◆ Richiesta scritta 1
Nell'estratto sui Paesi Black List, chi pubblica l'elenco delle nazioni identificate come paradisi fiscali?
◆ Richiesta scritta 2
Trascrivi dall'estratto sui Paesi Black List il passo da "Paesi Black List: l’elenco" fino a "nella lista completa." compreso.

Paesi Black List: l’elenco dell’Agenzia delle Entrate

La definizione più comune dei Paesi inseriti nella Black List corrisponde a paradisi fiscali. Le nazioni identificate come tali fanno parte di uno specifico elenco pubblicato dall’Agenzia delle Entrate.

I soggetti più interessati sono tutti i soggetti che intrattengono rapporti attivi con operatori aventi la residenza o il domicilio presso uno dei Paesi presenti nella lista completa.

Di seguito indicheremo quali sono i Paesi inseriti nella Black List dell’Agenzia delle Entrate, con riferimento alla circolare esatta dell’organismo dipendente dal Ministero dell’Economia.

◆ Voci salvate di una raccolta
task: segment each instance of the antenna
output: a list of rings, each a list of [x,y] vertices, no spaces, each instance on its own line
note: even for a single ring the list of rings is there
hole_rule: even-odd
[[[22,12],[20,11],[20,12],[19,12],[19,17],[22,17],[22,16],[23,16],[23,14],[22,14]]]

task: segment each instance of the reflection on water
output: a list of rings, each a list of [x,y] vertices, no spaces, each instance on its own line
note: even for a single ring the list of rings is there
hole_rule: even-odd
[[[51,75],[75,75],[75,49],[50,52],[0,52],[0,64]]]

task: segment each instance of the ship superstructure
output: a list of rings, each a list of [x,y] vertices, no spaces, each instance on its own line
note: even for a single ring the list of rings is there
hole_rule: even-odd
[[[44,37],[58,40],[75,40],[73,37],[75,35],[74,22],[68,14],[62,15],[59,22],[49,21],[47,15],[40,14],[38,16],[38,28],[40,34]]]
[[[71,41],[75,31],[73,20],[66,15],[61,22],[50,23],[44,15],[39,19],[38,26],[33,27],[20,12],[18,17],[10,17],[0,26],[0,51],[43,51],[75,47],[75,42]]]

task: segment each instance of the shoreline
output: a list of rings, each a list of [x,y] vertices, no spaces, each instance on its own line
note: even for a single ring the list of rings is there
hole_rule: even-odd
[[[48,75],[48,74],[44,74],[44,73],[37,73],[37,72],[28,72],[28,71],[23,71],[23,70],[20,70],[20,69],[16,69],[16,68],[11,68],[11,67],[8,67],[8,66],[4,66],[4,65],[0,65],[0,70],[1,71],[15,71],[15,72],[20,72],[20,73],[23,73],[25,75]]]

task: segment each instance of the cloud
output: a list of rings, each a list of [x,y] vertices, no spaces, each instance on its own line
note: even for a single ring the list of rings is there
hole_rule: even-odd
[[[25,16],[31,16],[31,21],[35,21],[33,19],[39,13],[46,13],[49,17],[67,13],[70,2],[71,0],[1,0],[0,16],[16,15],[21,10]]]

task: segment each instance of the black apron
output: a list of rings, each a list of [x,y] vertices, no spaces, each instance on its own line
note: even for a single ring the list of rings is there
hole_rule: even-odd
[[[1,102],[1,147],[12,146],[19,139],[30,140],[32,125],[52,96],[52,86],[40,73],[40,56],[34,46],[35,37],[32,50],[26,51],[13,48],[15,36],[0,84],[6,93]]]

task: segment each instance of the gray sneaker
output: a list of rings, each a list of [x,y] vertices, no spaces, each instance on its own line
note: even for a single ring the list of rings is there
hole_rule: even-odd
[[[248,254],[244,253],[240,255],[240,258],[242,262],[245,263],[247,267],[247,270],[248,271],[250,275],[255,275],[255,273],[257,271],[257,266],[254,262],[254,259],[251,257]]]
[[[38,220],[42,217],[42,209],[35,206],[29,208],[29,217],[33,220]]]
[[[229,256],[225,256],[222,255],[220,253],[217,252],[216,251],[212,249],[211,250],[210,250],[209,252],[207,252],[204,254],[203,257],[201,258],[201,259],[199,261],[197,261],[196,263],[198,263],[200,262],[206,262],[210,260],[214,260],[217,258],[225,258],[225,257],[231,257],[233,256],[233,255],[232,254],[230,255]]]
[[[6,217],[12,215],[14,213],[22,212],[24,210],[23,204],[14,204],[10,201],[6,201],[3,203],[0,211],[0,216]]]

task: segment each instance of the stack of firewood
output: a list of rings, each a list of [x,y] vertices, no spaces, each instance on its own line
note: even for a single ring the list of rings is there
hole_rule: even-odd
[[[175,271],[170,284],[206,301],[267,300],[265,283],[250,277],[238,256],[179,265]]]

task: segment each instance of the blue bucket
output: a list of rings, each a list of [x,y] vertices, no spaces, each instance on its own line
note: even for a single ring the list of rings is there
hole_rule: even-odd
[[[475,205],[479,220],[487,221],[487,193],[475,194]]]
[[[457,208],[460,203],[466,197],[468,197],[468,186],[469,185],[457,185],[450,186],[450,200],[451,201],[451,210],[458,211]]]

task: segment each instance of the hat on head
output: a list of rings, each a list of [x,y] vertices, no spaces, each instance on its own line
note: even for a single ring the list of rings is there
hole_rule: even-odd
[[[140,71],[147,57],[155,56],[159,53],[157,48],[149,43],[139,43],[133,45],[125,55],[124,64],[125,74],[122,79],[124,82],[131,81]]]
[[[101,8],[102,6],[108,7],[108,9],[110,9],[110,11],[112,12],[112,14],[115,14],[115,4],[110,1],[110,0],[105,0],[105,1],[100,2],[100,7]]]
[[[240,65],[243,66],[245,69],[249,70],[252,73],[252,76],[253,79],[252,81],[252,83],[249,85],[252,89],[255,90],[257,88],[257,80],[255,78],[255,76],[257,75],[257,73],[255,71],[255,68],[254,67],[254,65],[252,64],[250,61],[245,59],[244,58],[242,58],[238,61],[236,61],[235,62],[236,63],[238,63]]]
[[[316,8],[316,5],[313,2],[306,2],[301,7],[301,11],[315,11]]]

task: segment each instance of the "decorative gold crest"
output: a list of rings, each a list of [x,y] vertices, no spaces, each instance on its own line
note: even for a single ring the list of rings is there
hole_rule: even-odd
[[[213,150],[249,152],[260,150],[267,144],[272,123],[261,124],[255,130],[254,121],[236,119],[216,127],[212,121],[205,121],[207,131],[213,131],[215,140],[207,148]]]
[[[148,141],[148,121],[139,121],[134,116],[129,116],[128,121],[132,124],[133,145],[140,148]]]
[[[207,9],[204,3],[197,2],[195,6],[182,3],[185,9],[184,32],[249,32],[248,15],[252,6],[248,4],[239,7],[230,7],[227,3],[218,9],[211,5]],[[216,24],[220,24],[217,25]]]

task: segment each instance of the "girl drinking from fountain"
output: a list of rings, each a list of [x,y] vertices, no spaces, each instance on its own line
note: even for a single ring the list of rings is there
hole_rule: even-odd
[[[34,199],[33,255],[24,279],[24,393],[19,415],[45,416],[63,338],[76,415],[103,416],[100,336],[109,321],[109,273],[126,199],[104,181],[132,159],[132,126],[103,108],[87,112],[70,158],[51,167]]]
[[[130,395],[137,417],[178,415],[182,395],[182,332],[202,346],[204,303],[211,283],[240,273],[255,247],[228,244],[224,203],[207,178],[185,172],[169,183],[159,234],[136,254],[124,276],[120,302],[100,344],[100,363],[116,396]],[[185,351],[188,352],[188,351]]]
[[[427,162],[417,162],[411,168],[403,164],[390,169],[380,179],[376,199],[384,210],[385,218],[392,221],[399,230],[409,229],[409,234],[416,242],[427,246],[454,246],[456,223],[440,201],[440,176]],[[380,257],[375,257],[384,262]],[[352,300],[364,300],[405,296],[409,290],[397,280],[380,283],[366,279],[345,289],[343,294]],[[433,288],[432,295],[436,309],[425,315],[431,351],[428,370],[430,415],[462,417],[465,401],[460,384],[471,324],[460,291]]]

◆ Risposta attesa 1
L'Agenzia delle Entrate.

◆ Risposta attesa 2
Paesi Black List: l’elenco dell’Agenzia delle Entrate

La definizione più comune dei Paesi inseriti nella Black List corrisponde a paradisi fiscali. Le nazioni identificate come tali fanno parte di uno specifico elenco pubblicato dall’Agenzia delle Entrate.

I soggetti più interessati sono tutti i soggetti che intrattengono rapporti attivi con operatori aventi la residenza o il domicilio presso uno dei Paesi presenti nella lista completa.